───── Excerpt to read
Notice the intense moods captured within this paintaing.

 

Q: What are some strengths you think you and your family has gained from this experience?

A: We learned how to communicate [a lot more] when we are frustrated. At first, I think everybody was trying to be tough and it came off like we were angry. It was good for the kids when we did show emotion. Learning that we had to communicate a lot more, especially my husband and I, and not internalize stuff. 

I'm somebody who needs to get out of the house sometimes, where my husband is perfectly happy to be here and working on things.  I think just balancing each other out.

Q: What is an area you feel you need to continue to enhance?

A: Patience...I think I'm a pretty patient person. But I  think when I'm tired or low energy small things bother me a lot more. Being more patient...letting things out. Understanding that other people don't have the same mindset like we do. A good example: we were Downtown and someone offered him a slushy. Another person offered a cutie instead. Well that is still a sugar. But I had to think about how everyone does not have the same mindset. 

-:Yeah, I do think that would be important to teach in schools, that fruits are still a type of sugar. 

A: Yeah it is...so being more patient. Reminding myself that people are not going to always think the way that I think.


And there you have! The trials and adjustments that had to be made for  the lemons that life throw at you. Yet, despite it all, Leah and her family are able to identify strengths throughout the challenges life presented to them. Furthermore, she has gained insight into areas that needs to be enhanced. She is the epitome of an individual finding A Solution B.

Clearly, we don't have to have it all, but when life throws you lemons become like Leah, become an Overcomer.
──────────
**Requirement 1**
In the interview with Leah, how would you translate the sentence "It was good for the kids when we did show emotion." into Spanish?
**Requirement 2**
In the interview with Leah, what area does she say she needs to continue to enhance?
The entries come from a separate source, unrelated to the interview with Leah.
───── Dataset excerpts
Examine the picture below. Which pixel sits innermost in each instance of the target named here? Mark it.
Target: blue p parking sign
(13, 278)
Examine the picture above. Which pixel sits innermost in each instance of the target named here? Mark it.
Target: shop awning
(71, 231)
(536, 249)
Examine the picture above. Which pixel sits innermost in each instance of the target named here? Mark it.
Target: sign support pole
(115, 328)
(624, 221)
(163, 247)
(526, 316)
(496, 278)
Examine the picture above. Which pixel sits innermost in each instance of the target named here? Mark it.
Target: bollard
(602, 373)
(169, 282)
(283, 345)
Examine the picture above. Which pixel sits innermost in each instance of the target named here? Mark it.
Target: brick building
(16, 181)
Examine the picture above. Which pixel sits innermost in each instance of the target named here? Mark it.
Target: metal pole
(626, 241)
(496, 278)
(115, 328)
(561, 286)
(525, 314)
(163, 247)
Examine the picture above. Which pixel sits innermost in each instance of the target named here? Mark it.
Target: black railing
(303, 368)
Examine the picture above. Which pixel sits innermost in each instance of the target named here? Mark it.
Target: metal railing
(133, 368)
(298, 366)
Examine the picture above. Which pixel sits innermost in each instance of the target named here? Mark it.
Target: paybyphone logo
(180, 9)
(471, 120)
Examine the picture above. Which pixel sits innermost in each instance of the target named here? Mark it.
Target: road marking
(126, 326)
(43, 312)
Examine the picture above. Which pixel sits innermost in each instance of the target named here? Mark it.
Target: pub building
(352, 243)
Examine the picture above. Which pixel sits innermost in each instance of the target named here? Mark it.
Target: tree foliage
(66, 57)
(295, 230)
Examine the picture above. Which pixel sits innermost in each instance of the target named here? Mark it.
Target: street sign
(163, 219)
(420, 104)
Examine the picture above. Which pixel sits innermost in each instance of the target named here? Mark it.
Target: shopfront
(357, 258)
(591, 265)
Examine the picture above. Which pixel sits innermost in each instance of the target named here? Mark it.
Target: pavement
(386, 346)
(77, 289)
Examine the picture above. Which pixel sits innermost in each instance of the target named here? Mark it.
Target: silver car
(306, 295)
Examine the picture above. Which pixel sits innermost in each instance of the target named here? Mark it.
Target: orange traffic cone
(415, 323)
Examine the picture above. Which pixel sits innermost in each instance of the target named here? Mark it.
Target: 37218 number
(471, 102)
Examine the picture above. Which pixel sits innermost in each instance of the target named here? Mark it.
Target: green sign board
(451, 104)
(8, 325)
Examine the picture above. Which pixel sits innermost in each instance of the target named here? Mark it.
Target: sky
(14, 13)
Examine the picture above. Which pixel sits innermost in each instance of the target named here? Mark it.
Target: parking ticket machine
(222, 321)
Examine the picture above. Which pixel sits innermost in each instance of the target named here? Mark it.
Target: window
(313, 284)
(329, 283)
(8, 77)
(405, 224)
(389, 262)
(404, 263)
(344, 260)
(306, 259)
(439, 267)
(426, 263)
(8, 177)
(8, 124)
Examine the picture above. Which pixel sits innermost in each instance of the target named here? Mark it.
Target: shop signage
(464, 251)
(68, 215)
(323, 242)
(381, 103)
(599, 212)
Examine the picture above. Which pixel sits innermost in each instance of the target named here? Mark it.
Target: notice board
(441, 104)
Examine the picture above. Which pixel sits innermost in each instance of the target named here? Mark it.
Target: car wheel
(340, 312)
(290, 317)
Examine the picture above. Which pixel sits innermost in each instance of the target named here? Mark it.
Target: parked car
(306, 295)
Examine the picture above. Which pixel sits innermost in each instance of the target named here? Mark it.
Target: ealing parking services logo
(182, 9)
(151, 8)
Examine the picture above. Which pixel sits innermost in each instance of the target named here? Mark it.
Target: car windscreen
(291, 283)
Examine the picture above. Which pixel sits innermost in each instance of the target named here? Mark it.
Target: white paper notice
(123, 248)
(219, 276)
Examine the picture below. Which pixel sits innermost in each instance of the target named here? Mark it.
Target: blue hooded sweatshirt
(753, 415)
──────────
**Task response 1**
Fue bueno para los niños cuando sí mostrábamos emoción.

**Task response 2**
Patience.